◆ **The problem**
Reproduce every item below word for word, and leave the pictures out of your copy.

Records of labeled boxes
--------------------------------------------------
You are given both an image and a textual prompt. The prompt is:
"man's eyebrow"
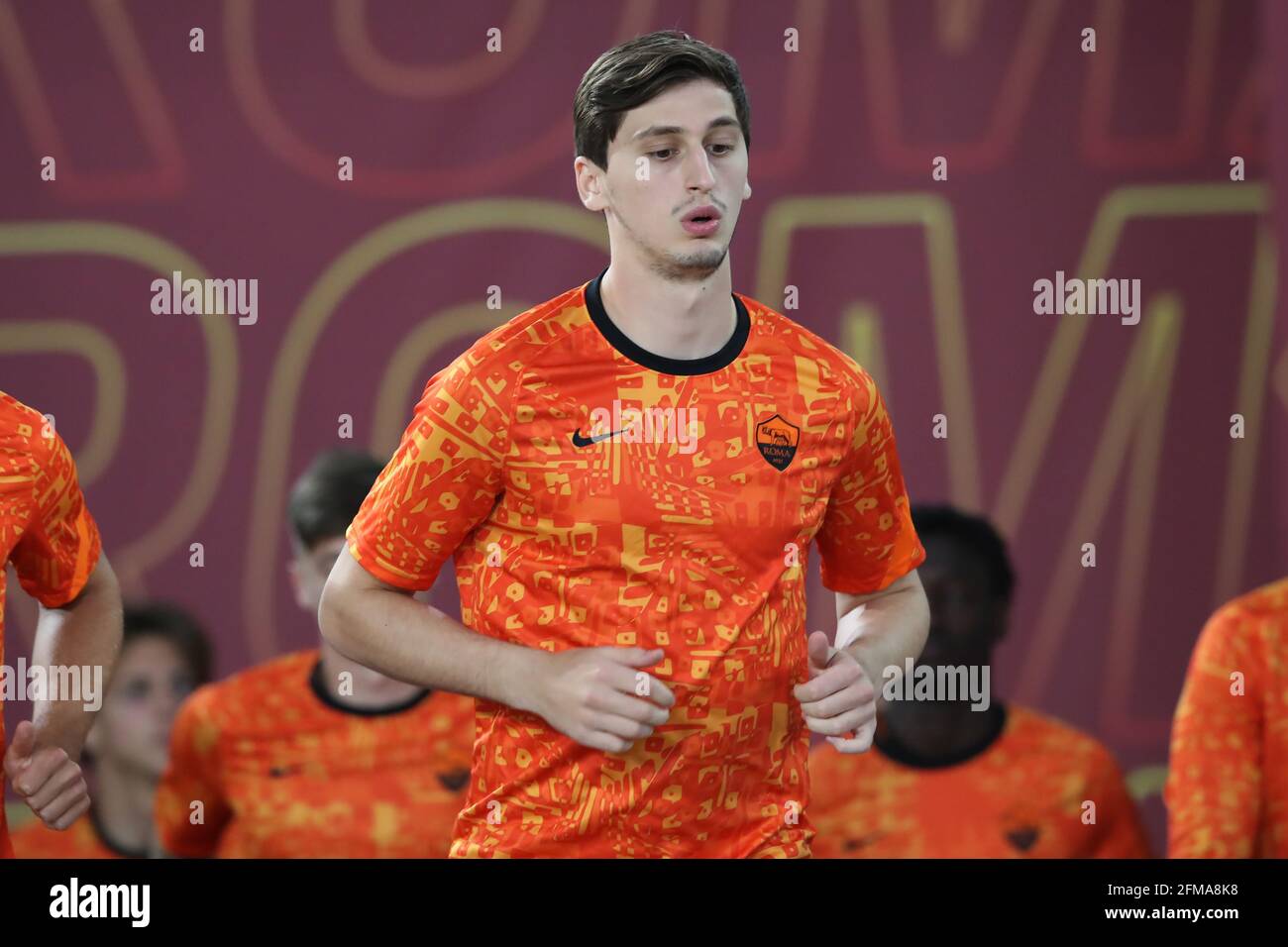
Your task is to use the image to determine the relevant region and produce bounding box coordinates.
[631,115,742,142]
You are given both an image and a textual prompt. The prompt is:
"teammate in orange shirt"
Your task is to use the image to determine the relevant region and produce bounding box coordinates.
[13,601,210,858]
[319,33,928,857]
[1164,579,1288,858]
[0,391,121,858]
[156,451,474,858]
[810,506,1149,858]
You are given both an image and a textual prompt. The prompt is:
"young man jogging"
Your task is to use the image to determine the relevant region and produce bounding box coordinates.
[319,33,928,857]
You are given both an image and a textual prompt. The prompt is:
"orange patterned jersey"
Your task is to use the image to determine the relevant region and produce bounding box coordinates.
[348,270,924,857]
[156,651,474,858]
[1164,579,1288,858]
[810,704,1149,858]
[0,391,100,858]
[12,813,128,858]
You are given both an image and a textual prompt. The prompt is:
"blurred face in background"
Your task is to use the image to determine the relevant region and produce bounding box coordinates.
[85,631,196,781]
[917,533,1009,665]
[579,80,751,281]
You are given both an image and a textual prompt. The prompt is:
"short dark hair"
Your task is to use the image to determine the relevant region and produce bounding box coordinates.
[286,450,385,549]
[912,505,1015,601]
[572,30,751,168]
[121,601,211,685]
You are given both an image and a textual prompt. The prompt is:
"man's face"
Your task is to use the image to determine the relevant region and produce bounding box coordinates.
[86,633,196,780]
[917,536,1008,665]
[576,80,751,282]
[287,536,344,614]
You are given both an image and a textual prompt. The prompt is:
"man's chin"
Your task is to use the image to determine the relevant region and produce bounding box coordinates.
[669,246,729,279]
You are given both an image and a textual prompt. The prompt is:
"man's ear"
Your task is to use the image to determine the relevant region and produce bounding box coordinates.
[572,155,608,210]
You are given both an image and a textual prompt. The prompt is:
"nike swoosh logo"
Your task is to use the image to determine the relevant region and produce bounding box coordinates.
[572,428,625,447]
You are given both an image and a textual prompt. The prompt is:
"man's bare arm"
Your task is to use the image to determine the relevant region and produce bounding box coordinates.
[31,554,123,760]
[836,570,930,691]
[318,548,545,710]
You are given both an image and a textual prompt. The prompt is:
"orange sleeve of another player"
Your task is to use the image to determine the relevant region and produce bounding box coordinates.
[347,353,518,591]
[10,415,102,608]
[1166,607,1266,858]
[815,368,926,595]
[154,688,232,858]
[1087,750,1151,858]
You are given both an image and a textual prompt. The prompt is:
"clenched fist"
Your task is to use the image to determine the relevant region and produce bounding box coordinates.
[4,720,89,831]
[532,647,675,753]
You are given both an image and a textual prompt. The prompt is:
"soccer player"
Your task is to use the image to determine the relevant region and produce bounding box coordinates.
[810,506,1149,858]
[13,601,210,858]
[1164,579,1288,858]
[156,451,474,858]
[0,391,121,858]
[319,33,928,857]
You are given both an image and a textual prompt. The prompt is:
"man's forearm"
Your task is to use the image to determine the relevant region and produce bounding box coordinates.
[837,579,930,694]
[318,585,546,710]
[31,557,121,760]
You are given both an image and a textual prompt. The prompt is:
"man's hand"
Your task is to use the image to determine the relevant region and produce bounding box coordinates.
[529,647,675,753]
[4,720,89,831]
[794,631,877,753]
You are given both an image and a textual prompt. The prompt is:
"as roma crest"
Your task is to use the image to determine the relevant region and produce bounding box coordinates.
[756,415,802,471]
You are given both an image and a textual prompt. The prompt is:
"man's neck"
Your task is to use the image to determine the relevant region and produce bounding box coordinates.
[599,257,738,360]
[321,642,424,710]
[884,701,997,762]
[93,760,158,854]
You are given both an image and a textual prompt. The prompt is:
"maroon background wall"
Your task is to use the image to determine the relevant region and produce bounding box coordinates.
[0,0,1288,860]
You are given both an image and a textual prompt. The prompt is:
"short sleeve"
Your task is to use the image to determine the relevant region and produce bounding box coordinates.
--------------------------------------------------
◆ **Output of the task**
You are given both an image and a textual prompt. The prompt is:
"man's eyebrow"
Your task is to use the image to determine the relevant region and produce bounding box coordinates.
[631,115,742,142]
You are given both an image and a textual prompt. The prompt is:
"teammate in orange shirt"
Your task is to use the image to determine the relevant region and produce bounding box coordinates.
[13,601,210,858]
[319,33,928,857]
[1164,579,1288,858]
[0,391,121,858]
[156,451,474,858]
[810,506,1149,858]
You are given both an image and a textual prompt. The prompt is:
"young man jogging"
Your task is to use the image to determine the relevant region and produce bounding box coordinates.
[319,33,928,857]
You are given both an image and a textual prompt. The prompt is:
"orange patterned jersey"
Your task is to use the image to determine the relevant region and produce bounding box coordinates.
[348,270,924,857]
[156,651,474,858]
[1164,579,1288,858]
[810,704,1149,858]
[0,391,100,858]
[12,813,128,858]
You are given both an image and a textual prompt. The prompt is:
"blurred face in background"
Your task is to use the image to determine the relevant region and produce bounding box coordinates.
[85,631,196,781]
[917,533,1009,665]
[579,80,751,281]
You are given both an image and a textual prompt. The prompt is:
"short dark hair"
Your task is to use the image to determine the relevant region and produce bounding box coordinates.
[286,450,385,549]
[912,505,1015,601]
[572,30,751,168]
[121,601,211,685]
You are given both an image and a textual prompt. The prompt is:
"man's face"
Your task is to use the image to determine the relevant region and produce bounding box coordinates.
[86,633,196,780]
[917,536,1008,665]
[576,80,751,282]
[287,536,344,614]
You are given both an image and a textual prompt. The prompt is:
"man's chin"
Your task is to use the image to determine the relevant region and produce bounding box coordinates.
[669,246,729,279]
You are given both an image and a textual prompt. The prompt is:
"man's ear"
Your task is to use the image to determine the relevant region and produce bounding box coordinates.
[572,155,608,210]
You are given both an image and a textual prompt. The prompt is:
"nike swoosh logo"
Your task is to use the image to determine the relevant region and produce bounding box coordinates.
[572,428,625,447]
You are given both an image and a textual prompt. The prompt is:
"man's bare arm"
Your task is to use the image to determine the relevant region and produce bounding box coordinates.
[31,554,123,760]
[836,570,930,691]
[318,548,545,710]
You are given both an image and a textual prompt. The prompt is:
"orange sleeve of another player"
Your task is to use the image to determine the relevant region and produce bounding box coordinates.
[347,353,518,591]
[10,415,102,608]
[1166,607,1266,858]
[815,368,926,595]
[154,688,232,858]
[1087,750,1151,858]
You are given both an image and a textual prompt. The prompt is:
"clenched fist"
Your task is to use the image to determine the relevant region and produce bounding box coordinates.
[4,720,89,831]
[532,647,675,753]
You are given both an image and a textual prompt. The prompt is:
"soccer player"
Your task is to use the image to determine the relevant region and produce bounding box coordinates.
[810,506,1149,858]
[13,601,210,858]
[1164,579,1288,858]
[156,451,474,858]
[0,391,121,858]
[319,33,928,857]
You are given both an image and a textual prompt. The prompt is:
"man's forearm"
Your task is to use the image to determine the relevant region and produce bounding box coordinates.
[837,579,930,694]
[318,585,546,710]
[31,557,121,760]
You are given both an image and a textual prompt. The prompt is:
"man's hand"
Your task is to use the image to determine the relevant region and produce bounding box coordinates.
[529,647,675,753]
[4,720,89,831]
[794,631,877,753]
You are given both an image and a textual prompt. The prompt is:
"as roma crest"
Your task is to use the image to determine the relevant region and produce bounding box coordinates.
[756,415,802,471]
You are given both an image and a textual prompt. The prompt is:
"man's neck"
Your task is to use the image to determine the relevant region and produce bounding box coordinates.
[599,257,738,360]
[321,642,424,710]
[884,701,997,762]
[93,760,158,854]
You are given both an image and a textual prompt. The prompt is:
"maroon background wall"
Your task is to use the image to determine the relevant region and produce bounding box coordinates.
[0,0,1288,860]
You are given both an image and a textual prompt. The prompt is:
"short sleeve"
Your task is to use the image to determine the relevant region and produce bounding box coordinates.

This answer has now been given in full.